** Opening RECORDED DATA block **
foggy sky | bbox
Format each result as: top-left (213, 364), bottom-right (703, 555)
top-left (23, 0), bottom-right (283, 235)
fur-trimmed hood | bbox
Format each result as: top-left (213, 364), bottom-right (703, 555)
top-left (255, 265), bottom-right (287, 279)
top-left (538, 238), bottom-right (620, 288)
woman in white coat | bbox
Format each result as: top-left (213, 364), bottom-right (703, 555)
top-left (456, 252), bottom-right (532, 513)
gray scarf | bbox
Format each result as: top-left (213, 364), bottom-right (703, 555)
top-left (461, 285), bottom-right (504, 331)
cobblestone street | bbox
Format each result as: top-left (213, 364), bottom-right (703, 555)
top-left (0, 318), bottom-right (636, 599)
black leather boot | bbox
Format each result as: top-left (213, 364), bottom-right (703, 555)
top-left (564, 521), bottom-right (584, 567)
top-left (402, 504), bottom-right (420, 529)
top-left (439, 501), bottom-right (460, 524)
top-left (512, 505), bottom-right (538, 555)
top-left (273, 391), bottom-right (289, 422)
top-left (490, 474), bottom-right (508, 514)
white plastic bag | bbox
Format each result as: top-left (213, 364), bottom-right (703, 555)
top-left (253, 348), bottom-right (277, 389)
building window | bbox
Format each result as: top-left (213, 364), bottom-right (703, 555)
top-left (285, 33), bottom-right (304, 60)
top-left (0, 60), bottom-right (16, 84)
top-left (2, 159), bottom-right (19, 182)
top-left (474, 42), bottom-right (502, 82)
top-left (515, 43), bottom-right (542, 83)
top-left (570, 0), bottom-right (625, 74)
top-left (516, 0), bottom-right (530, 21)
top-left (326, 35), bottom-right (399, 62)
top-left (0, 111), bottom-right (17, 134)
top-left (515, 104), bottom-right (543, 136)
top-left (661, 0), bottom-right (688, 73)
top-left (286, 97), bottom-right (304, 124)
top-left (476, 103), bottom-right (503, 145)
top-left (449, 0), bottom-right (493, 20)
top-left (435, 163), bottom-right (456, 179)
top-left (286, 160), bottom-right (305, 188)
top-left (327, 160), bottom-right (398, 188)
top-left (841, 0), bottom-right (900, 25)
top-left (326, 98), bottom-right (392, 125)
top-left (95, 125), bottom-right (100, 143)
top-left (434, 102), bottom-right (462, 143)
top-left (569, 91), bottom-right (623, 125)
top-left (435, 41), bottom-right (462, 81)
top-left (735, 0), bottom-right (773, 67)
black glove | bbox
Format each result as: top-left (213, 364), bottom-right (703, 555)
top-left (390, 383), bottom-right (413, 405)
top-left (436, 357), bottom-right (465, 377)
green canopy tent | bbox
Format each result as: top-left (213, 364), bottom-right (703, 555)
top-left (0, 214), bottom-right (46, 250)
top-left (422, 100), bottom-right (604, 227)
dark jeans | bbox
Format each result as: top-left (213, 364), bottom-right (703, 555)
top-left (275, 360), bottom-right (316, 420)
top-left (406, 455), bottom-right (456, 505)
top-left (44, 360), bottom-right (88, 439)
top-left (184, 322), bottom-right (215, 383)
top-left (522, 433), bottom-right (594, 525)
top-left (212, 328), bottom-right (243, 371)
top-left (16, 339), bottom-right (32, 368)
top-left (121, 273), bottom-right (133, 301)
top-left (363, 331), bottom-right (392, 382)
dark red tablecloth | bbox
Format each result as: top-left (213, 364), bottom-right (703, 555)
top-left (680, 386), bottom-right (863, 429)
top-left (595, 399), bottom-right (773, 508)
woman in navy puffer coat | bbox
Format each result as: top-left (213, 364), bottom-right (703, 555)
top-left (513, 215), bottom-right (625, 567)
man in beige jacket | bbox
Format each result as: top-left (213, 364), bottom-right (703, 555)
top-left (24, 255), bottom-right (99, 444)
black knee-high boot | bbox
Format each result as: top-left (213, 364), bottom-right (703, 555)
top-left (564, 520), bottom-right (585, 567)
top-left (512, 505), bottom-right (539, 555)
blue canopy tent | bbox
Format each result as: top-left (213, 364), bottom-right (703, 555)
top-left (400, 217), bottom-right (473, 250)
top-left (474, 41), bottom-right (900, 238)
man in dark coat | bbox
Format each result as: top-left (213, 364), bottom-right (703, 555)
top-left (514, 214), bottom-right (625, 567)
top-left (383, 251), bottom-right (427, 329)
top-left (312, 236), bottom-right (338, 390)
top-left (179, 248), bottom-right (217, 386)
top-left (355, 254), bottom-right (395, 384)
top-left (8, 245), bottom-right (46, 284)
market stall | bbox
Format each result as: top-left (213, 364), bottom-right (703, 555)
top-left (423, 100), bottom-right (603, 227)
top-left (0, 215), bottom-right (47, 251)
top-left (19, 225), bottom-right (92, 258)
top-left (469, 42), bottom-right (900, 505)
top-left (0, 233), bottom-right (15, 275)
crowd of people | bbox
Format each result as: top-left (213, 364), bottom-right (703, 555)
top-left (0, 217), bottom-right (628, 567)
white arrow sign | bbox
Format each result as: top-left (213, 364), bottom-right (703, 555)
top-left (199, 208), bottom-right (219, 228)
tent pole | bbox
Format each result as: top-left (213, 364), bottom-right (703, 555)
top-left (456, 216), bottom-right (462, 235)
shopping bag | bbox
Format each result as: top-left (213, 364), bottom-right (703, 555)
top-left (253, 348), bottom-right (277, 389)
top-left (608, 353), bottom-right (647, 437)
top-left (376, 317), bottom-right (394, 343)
** Closing RECORDED DATA block **
WHAT THE EXERCISE ASKS:
Print the full listing verbatim. Leave nothing out.

ANSWER AREA:
foggy sky | bbox
Format each result as: top-left (213, 364), bottom-right (703, 555)
top-left (23, 0), bottom-right (283, 235)
fur-trimmed hood | bbox
Format each result as: top-left (213, 364), bottom-right (703, 555)
top-left (255, 265), bottom-right (287, 279)
top-left (538, 238), bottom-right (620, 288)
woman in white coat | bbox
Format each result as: top-left (213, 364), bottom-right (703, 555)
top-left (456, 252), bottom-right (532, 513)
gray scarf | bbox
Format each result as: top-left (213, 364), bottom-right (703, 555)
top-left (461, 285), bottom-right (504, 331)
cobblestone street | bbox
Format each result as: top-left (213, 364), bottom-right (703, 555)
top-left (0, 318), bottom-right (636, 599)
black leather boot | bbox
Format each result as: top-left (213, 364), bottom-right (703, 555)
top-left (564, 521), bottom-right (584, 567)
top-left (402, 504), bottom-right (420, 529)
top-left (439, 501), bottom-right (460, 524)
top-left (512, 505), bottom-right (538, 555)
top-left (273, 391), bottom-right (289, 422)
top-left (490, 474), bottom-right (508, 514)
white plastic bag | bbox
Format each result as: top-left (213, 364), bottom-right (703, 555)
top-left (253, 348), bottom-right (277, 389)
building window | bbox
Format each result as: top-left (213, 364), bottom-right (703, 555)
top-left (285, 33), bottom-right (304, 60)
top-left (0, 60), bottom-right (16, 84)
top-left (2, 159), bottom-right (19, 182)
top-left (474, 42), bottom-right (502, 82)
top-left (515, 43), bottom-right (542, 83)
top-left (570, 0), bottom-right (625, 74)
top-left (516, 0), bottom-right (530, 21)
top-left (326, 35), bottom-right (399, 62)
top-left (0, 111), bottom-right (17, 134)
top-left (515, 104), bottom-right (543, 136)
top-left (661, 0), bottom-right (688, 73)
top-left (286, 97), bottom-right (304, 124)
top-left (476, 103), bottom-right (503, 145)
top-left (449, 0), bottom-right (493, 20)
top-left (435, 163), bottom-right (456, 179)
top-left (286, 160), bottom-right (305, 188)
top-left (327, 160), bottom-right (398, 188)
top-left (841, 0), bottom-right (900, 25)
top-left (326, 98), bottom-right (392, 125)
top-left (95, 125), bottom-right (100, 143)
top-left (434, 102), bottom-right (462, 143)
top-left (569, 91), bottom-right (623, 125)
top-left (435, 41), bottom-right (462, 81)
top-left (735, 0), bottom-right (773, 67)
black glove | bbox
Format each result as: top-left (213, 364), bottom-right (703, 555)
top-left (390, 383), bottom-right (413, 405)
top-left (436, 357), bottom-right (465, 377)
green canopy tent | bbox
Format each result as: top-left (213, 364), bottom-right (703, 555)
top-left (0, 214), bottom-right (46, 250)
top-left (422, 100), bottom-right (604, 227)
dark jeans | bbox
Format each result as: top-left (213, 364), bottom-right (703, 555)
top-left (275, 360), bottom-right (316, 420)
top-left (406, 455), bottom-right (456, 505)
top-left (44, 360), bottom-right (88, 439)
top-left (184, 322), bottom-right (215, 383)
top-left (522, 433), bottom-right (594, 525)
top-left (212, 328), bottom-right (243, 371)
top-left (16, 339), bottom-right (32, 368)
top-left (121, 273), bottom-right (133, 301)
top-left (363, 331), bottom-right (392, 382)
dark red tablecloth | bbox
Format each result as: top-left (213, 364), bottom-right (703, 555)
top-left (680, 386), bottom-right (863, 429)
top-left (595, 399), bottom-right (773, 508)
woman in navy puffer coat | bbox
Format each result as: top-left (213, 364), bottom-right (703, 555)
top-left (513, 215), bottom-right (625, 567)
man in beige jacket | bbox
Format each result as: top-left (213, 364), bottom-right (703, 555)
top-left (24, 255), bottom-right (99, 444)
black knee-high boot | bbox
Format each result as: top-left (213, 364), bottom-right (703, 555)
top-left (564, 520), bottom-right (585, 567)
top-left (512, 505), bottom-right (539, 555)
blue canopy tent | bbox
Format each result as: top-left (213, 364), bottom-right (703, 555)
top-left (400, 217), bottom-right (473, 250)
top-left (474, 41), bottom-right (900, 238)
man in dark coat | bbox
Format each result as: top-left (213, 364), bottom-right (703, 555)
top-left (514, 214), bottom-right (625, 567)
top-left (383, 251), bottom-right (427, 329)
top-left (312, 236), bottom-right (338, 390)
top-left (179, 248), bottom-right (217, 386)
top-left (355, 254), bottom-right (395, 384)
top-left (8, 245), bottom-right (46, 284)
market stall | bbox
Format each result as: top-left (213, 364), bottom-right (703, 555)
top-left (423, 100), bottom-right (603, 227)
top-left (0, 215), bottom-right (47, 251)
top-left (19, 225), bottom-right (92, 258)
top-left (469, 42), bottom-right (900, 505)
top-left (0, 233), bottom-right (15, 275)
crowd of people | bbox
Format each result as: top-left (213, 364), bottom-right (703, 555)
top-left (0, 217), bottom-right (628, 567)
white arrow sign | bbox
Format each result as: top-left (213, 364), bottom-right (703, 555)
top-left (199, 208), bottom-right (219, 228)
tent pole | bbox
Format each result as: top-left (213, 364), bottom-right (703, 555)
top-left (456, 216), bottom-right (462, 235)
shopping bag | bbox
Format each result as: top-left (213, 364), bottom-right (703, 555)
top-left (253, 348), bottom-right (277, 389)
top-left (608, 353), bottom-right (647, 437)
top-left (376, 317), bottom-right (394, 343)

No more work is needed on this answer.